====== GIVEN DATA

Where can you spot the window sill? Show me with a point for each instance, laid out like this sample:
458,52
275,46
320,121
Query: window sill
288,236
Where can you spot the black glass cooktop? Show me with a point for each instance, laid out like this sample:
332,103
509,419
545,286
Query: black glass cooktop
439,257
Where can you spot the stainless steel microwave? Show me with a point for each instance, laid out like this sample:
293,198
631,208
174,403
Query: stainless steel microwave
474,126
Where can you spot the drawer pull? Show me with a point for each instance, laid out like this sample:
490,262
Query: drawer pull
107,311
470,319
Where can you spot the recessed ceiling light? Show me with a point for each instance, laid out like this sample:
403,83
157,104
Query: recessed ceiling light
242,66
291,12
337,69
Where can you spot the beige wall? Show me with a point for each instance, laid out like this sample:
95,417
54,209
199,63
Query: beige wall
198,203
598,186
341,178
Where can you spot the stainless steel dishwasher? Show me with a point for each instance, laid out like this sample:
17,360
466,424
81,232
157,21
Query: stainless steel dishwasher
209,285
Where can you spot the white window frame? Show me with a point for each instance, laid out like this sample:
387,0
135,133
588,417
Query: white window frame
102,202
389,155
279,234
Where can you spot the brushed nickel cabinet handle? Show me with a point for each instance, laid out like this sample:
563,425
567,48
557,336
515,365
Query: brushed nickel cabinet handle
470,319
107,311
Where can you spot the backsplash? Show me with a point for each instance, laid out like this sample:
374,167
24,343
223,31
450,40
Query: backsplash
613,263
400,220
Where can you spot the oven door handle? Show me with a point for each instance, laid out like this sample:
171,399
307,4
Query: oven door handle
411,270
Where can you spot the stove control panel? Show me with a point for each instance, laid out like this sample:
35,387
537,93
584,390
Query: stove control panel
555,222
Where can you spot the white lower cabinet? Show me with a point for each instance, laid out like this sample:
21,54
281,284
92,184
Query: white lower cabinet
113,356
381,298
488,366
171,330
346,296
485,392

============

Reproduce the material above exactly; please quote every line of it.

* [SOLUTION]:
Where can you spot the window sill? Show me with a point for each instance, laid out like this sample:
458,52
275,46
320,121
Query: window sill
288,236
Where can you spot the black glass cooktop? Show me with a point for each instance, laid out like this sample:
332,103
509,419
545,286
Query: black glass cooktop
439,257
Where can you spot the stainless steel microwave? Show me with a point for each instance, laid out like this sample:
293,198
631,208
174,403
Query: stainless steel microwave
474,126
Where can you spot the drawer pull? Show me with a point for each instance, laid out like this sample:
490,262
Query: drawer pull
107,311
470,319
Where can you spot the recessed ceiling light? Show me with a point for each instance, laid out like this sample:
403,83
157,104
Query: recessed ceiling light
242,66
291,12
337,69
Where can you spot the beige wall? Show me with a point for each instance, laid out like this sample:
95,417
54,209
199,63
Query: beige wall
198,203
598,186
341,178
Where can you spot the stainless steel dishwasher? Show me with a point for each instance, laid out like this sample:
17,360
466,424
81,232
157,21
Query: stainless steel dishwasher
209,285
Where can you spot the white window frame? Show me with a point for each instance, laid out like this sample:
387,0
135,133
588,417
Query: white window frame
102,202
389,155
279,234
Where can you spot the brushed nickel cabinet handle? Show me with a point for each instance, laid out like this sample:
563,425
567,48
557,336
515,365
Query: brushed nickel cabinet handle
470,319
107,311
Where can you spot the backsplash? Show me with a point for each instance, laid out like this sample:
374,167
24,343
223,31
450,40
Query: backsplash
613,263
400,220
Where can you spot the oven door handle? Show me with a point for each instance, laid out like this sample:
171,399
307,4
Query: oven door handle
411,270
Where can you spot the stove control panel? Show me with a point for each instance, laid out like this sample:
35,387
537,93
584,390
Query: stove control panel
555,222
Where can you spot the white lower cabinet? Show me with a point for each instance, laid out like this sample:
21,54
281,284
92,184
Query: white lower cabinet
113,356
381,298
488,366
171,330
346,296
485,392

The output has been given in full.